[Dataset entries]

▼

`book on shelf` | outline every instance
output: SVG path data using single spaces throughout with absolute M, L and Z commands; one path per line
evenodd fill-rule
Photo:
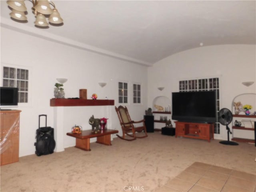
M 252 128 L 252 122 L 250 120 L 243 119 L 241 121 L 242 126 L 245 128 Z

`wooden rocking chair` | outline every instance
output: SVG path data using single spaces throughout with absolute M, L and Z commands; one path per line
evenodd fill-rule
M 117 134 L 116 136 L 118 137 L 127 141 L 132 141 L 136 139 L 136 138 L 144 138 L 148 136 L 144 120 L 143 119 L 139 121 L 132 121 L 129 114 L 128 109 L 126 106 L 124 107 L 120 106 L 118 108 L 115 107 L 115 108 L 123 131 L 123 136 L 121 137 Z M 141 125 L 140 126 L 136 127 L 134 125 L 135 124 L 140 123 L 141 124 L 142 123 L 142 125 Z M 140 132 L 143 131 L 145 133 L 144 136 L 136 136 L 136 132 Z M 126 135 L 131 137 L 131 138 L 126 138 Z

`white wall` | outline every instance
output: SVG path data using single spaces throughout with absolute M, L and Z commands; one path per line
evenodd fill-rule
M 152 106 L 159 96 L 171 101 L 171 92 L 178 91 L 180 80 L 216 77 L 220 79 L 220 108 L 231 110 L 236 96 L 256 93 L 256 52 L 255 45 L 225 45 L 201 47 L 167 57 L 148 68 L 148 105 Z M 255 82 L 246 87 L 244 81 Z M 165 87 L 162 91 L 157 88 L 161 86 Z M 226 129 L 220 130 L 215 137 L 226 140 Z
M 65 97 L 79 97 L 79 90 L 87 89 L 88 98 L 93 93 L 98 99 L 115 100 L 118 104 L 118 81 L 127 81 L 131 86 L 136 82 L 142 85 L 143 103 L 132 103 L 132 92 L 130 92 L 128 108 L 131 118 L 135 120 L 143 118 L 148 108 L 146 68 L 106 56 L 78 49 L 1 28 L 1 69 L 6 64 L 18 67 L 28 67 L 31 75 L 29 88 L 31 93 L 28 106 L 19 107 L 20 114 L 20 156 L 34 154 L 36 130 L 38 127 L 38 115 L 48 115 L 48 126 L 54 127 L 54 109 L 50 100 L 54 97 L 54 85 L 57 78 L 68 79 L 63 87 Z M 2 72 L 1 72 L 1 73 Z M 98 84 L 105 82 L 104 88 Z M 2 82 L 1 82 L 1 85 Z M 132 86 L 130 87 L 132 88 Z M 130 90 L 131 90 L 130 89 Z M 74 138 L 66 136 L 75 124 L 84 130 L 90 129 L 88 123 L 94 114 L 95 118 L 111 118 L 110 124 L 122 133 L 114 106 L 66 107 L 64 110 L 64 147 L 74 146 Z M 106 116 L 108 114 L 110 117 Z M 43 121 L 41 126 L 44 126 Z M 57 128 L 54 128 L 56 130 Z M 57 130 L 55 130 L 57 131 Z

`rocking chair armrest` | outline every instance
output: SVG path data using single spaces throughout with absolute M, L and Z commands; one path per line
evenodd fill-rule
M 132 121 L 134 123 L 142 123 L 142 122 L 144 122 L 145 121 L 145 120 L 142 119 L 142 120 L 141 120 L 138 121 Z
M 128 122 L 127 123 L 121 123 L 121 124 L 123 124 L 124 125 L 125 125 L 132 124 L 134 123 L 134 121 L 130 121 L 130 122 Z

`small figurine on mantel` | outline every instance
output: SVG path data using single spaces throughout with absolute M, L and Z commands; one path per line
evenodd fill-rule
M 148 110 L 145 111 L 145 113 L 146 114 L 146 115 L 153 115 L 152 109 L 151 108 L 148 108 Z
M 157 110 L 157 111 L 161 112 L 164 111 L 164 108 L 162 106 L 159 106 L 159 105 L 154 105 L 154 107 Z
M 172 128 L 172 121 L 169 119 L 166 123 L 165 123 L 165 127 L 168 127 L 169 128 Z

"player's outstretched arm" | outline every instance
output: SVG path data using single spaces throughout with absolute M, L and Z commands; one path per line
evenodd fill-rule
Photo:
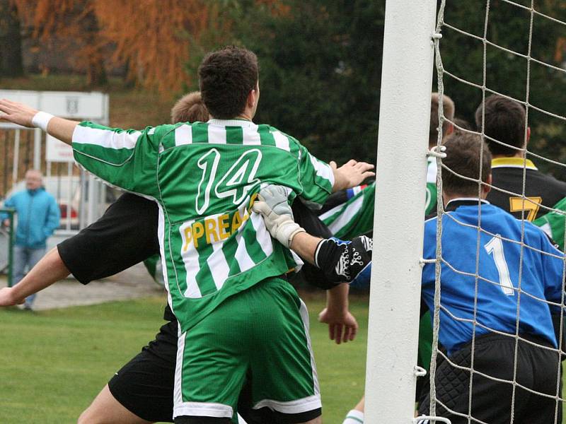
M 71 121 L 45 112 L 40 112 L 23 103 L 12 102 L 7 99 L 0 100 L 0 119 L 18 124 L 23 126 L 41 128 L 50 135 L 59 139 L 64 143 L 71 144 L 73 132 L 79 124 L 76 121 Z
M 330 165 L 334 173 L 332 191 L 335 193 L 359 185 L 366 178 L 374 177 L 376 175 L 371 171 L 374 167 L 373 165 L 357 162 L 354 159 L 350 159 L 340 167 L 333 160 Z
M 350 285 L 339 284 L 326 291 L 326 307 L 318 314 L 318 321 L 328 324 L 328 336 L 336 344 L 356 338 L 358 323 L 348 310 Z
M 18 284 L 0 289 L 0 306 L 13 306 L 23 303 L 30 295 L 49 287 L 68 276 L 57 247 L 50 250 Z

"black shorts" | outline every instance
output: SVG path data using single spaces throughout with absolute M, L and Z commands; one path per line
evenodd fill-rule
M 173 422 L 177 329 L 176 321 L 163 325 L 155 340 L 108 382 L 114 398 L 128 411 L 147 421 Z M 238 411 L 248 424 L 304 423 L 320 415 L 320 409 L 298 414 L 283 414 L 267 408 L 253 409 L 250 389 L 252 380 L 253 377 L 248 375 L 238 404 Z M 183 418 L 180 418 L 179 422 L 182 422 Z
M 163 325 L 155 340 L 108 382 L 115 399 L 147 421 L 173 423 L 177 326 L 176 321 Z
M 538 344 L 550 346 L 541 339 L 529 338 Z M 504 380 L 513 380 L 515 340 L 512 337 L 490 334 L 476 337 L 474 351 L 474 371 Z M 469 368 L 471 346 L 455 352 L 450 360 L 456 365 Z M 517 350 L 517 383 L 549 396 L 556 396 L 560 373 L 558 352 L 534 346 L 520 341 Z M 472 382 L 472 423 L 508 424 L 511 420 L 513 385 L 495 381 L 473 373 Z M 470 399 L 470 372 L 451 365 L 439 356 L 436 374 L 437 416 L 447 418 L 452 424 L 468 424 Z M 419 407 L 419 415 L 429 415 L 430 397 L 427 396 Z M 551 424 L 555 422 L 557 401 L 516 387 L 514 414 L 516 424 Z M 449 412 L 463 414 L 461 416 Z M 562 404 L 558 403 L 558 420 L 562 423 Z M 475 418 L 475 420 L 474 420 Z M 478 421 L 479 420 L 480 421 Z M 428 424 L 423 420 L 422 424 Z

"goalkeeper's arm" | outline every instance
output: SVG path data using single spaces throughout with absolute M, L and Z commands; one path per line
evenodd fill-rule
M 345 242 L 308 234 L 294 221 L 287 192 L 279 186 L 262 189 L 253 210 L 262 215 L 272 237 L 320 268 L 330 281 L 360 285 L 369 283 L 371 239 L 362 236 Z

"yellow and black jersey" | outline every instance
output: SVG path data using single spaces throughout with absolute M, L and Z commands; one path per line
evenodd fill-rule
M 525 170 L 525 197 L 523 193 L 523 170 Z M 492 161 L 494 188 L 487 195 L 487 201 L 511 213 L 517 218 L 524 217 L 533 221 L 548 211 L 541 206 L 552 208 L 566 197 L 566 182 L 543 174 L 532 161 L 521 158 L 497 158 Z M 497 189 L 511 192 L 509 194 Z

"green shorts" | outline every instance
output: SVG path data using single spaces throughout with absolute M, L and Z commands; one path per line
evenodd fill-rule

▲

* [Exercise prompt] Reproduce every item above verbatim, leaving the pictures out of your answer.

* [Final answer]
`book on shelf` | outline every instance
output: SVG path data using single spaces throughout with absolute M, L and Z commands; one path per line
evenodd fill-rule
Photo:
M 252 128 L 252 122 L 250 120 L 243 119 L 241 121 L 242 126 L 245 128 Z

`wooden rocking chair` | outline every instance
output: SVG path data using single spaces throughout with absolute M, L and Z commands; one path per line
evenodd fill-rule
M 117 134 L 116 136 L 118 137 L 127 141 L 132 141 L 136 139 L 136 138 L 144 138 L 148 136 L 144 120 L 143 119 L 139 121 L 132 121 L 129 114 L 128 109 L 126 106 L 124 107 L 120 106 L 118 108 L 115 107 L 115 108 L 123 131 L 123 136 L 121 137 Z M 141 125 L 140 126 L 136 127 L 134 125 L 135 124 L 140 123 L 141 124 L 142 123 L 142 125 Z M 140 132 L 143 131 L 145 133 L 144 136 L 136 136 L 136 132 Z M 126 135 L 131 137 L 131 138 L 126 138 Z

`white wall` | outline every instance
output: SVG path data using single spaces throughout with absolute M, L and Z commands; one path per line
evenodd fill-rule
M 152 106 L 159 96 L 171 101 L 171 92 L 178 91 L 180 80 L 216 77 L 220 79 L 220 108 L 231 110 L 236 96 L 256 93 L 256 52 L 255 45 L 225 45 L 201 47 L 167 57 L 148 68 L 148 105 Z M 255 82 L 246 87 L 244 81 Z M 165 87 L 162 91 L 157 88 L 161 86 Z M 226 129 L 220 130 L 215 137 L 226 140 Z
M 65 97 L 79 97 L 79 90 L 87 89 L 88 98 L 93 93 L 98 99 L 115 100 L 118 104 L 118 81 L 127 81 L 131 86 L 136 82 L 142 85 L 143 103 L 132 103 L 132 92 L 130 92 L 128 108 L 131 118 L 135 120 L 143 118 L 148 108 L 146 68 L 106 56 L 78 49 L 1 28 L 1 69 L 6 64 L 18 67 L 28 67 L 31 75 L 29 88 L 31 93 L 28 106 L 19 107 L 20 114 L 20 156 L 34 154 L 36 130 L 38 127 L 38 115 L 48 115 L 48 126 L 54 127 L 54 109 L 50 100 L 54 97 L 54 85 L 57 78 L 68 79 L 63 87 Z M 2 72 L 1 72 L 1 73 Z M 98 84 L 105 82 L 104 88 Z M 2 82 L 1 82 L 1 85 Z M 132 86 L 130 87 L 132 88 Z M 130 90 L 131 90 L 130 89 Z M 74 138 L 66 136 L 75 124 L 84 130 L 90 129 L 88 123 L 94 114 L 95 118 L 111 118 L 110 124 L 122 133 L 114 106 L 66 107 L 64 110 L 64 147 L 74 146 Z M 106 116 L 108 114 L 110 117 Z M 43 121 L 41 126 L 44 126 Z M 57 128 L 54 128 L 56 130 Z M 57 130 L 55 130 L 57 131 Z

`rocking chair armrest` | outline every instance
output: SVG path data using single spaces throughout with absolute M, L and Z commands; one path per line
evenodd fill-rule
M 132 121 L 134 123 L 142 123 L 142 122 L 144 122 L 145 121 L 145 120 L 142 119 L 142 120 L 141 120 L 138 121 Z
M 128 122 L 127 123 L 121 123 L 121 124 L 123 124 L 124 125 L 125 125 L 132 124 L 134 123 L 134 121 L 130 121 L 130 122 Z

`small figurine on mantel` | outline every instance
output: SVG path data using single spaces throughout with absolute M, L and Z commands; one path per line
evenodd fill-rule
M 148 110 L 145 111 L 145 113 L 146 114 L 146 115 L 153 115 L 152 109 L 151 108 L 148 108 Z
M 157 110 L 157 111 L 161 112 L 164 111 L 164 108 L 162 106 L 159 106 L 159 105 L 154 105 L 154 107 Z
M 172 128 L 172 121 L 169 119 L 166 123 L 165 123 L 165 127 L 168 127 L 169 128 Z

"player's outstretched arm" | outline every instance
output: SVG path data using single spaces throughout with absolute M, L and Z commands; one path per line
evenodd fill-rule
Photo:
M 71 121 L 45 112 L 40 112 L 23 103 L 12 102 L 7 99 L 0 100 L 0 119 L 18 124 L 23 126 L 41 128 L 50 135 L 59 139 L 64 143 L 71 144 L 73 132 L 79 124 L 76 121 Z
M 330 165 L 334 173 L 332 191 L 335 193 L 359 185 L 366 178 L 374 177 L 376 175 L 371 171 L 374 167 L 373 165 L 357 162 L 354 159 L 350 159 L 340 167 L 333 160 Z
M 350 285 L 339 284 L 326 291 L 326 307 L 318 314 L 318 321 L 328 324 L 328 336 L 336 344 L 356 338 L 358 323 L 348 310 Z
M 18 284 L 0 289 L 0 306 L 13 306 L 23 303 L 30 295 L 49 287 L 68 276 L 57 247 L 50 250 Z

"black shorts" | outline every instance
output: SVG path data using single spaces throughout with absolute M, L and Z commands; one path per line
evenodd fill-rule
M 173 422 L 177 329 L 176 321 L 163 325 L 155 340 L 108 382 L 114 398 L 128 411 L 147 421 Z M 238 411 L 248 424 L 304 423 L 320 415 L 320 409 L 298 414 L 283 414 L 267 408 L 253 409 L 250 389 L 252 380 L 253 377 L 248 375 L 238 404 Z M 183 418 L 180 418 L 179 422 L 182 422 Z
M 163 325 L 155 340 L 108 382 L 115 399 L 147 421 L 173 423 L 177 326 L 176 321 Z
M 538 344 L 550 346 L 541 339 L 529 338 Z M 504 380 L 513 380 L 515 340 L 512 337 L 490 334 L 476 337 L 474 351 L 474 371 Z M 469 368 L 471 346 L 455 352 L 450 360 L 456 365 Z M 517 350 L 517 383 L 549 396 L 556 396 L 560 373 L 558 352 L 534 346 L 520 341 Z M 472 382 L 472 423 L 508 424 L 511 420 L 513 385 L 495 381 L 473 373 Z M 470 399 L 470 372 L 451 365 L 439 356 L 436 374 L 437 416 L 447 418 L 452 424 L 468 424 Z M 419 407 L 419 415 L 429 415 L 430 397 L 427 396 Z M 551 424 L 555 422 L 557 401 L 516 387 L 514 414 L 516 424 Z M 449 412 L 463 414 L 461 416 Z M 562 404 L 558 403 L 558 420 L 562 423 Z M 475 418 L 475 420 L 474 420 Z M 478 421 L 479 420 L 480 421 Z M 428 424 L 423 420 L 422 424 Z

"goalkeeper's arm" | outline every instance
output: SVG path data using single spaces throughout with absolute M, L and Z commands; one path per line
evenodd fill-rule
M 345 242 L 308 234 L 294 221 L 287 192 L 279 186 L 262 189 L 253 210 L 262 215 L 272 237 L 320 268 L 330 281 L 360 285 L 369 283 L 371 239 L 362 236 Z

"yellow and black jersey" | outline every instance
output: SVG path data using single spaces throughout with absolute M, L and Z commands; one path per line
evenodd fill-rule
M 525 170 L 525 197 L 523 193 L 523 170 Z M 492 161 L 494 188 L 487 195 L 487 201 L 511 213 L 517 218 L 524 217 L 533 221 L 548 211 L 541 206 L 552 208 L 566 197 L 566 182 L 543 174 L 532 161 L 521 158 L 497 158 Z M 497 189 L 511 192 L 509 194 Z

"green shorts" | outline every instance
output: SVG path data using single spaces throughout with absolute M, L and Z commands; one path per line
evenodd fill-rule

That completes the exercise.